Exercise description ::
Each entry should be repeated exactly. Its pictures should not be.

Task inputs ::
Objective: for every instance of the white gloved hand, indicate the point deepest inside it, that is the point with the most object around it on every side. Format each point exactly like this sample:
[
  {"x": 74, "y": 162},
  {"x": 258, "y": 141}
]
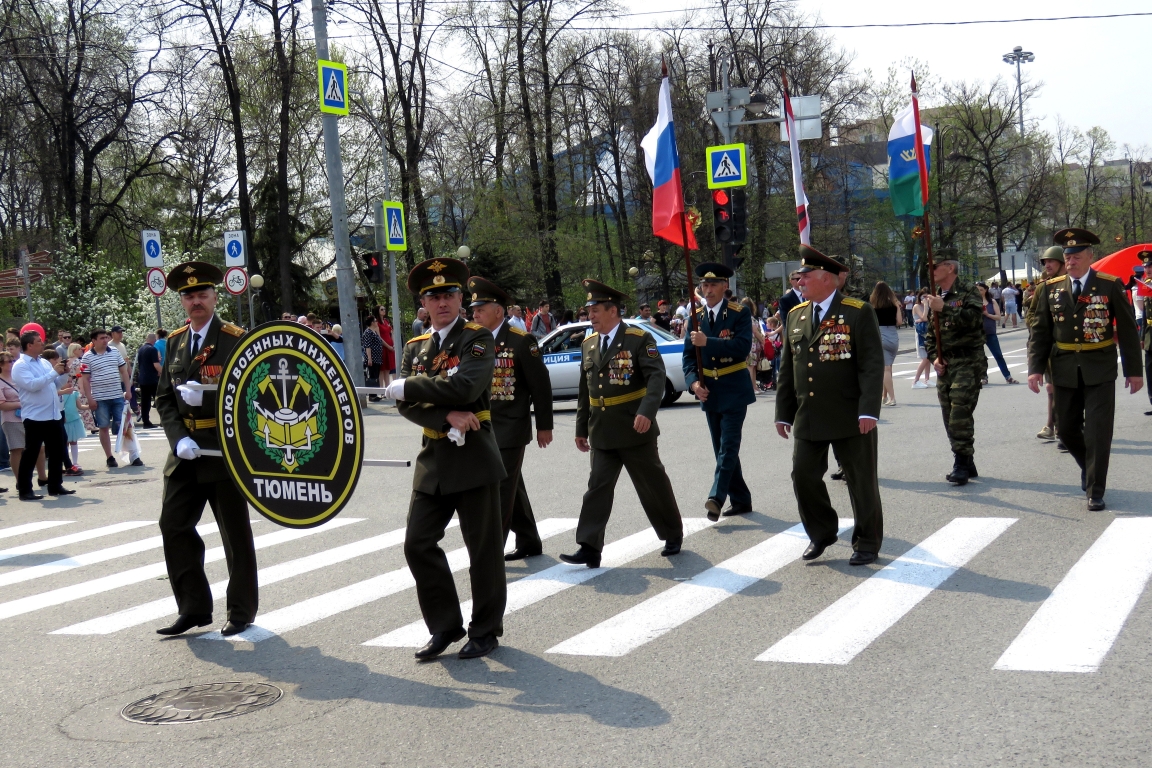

Result ::
Objective: for every instance of the white gloved hand, indicate the point deepest inside it, that is the point with the most object around it on every side. Format each point exactly like this sample:
[
  {"x": 74, "y": 162},
  {"x": 258, "y": 141}
]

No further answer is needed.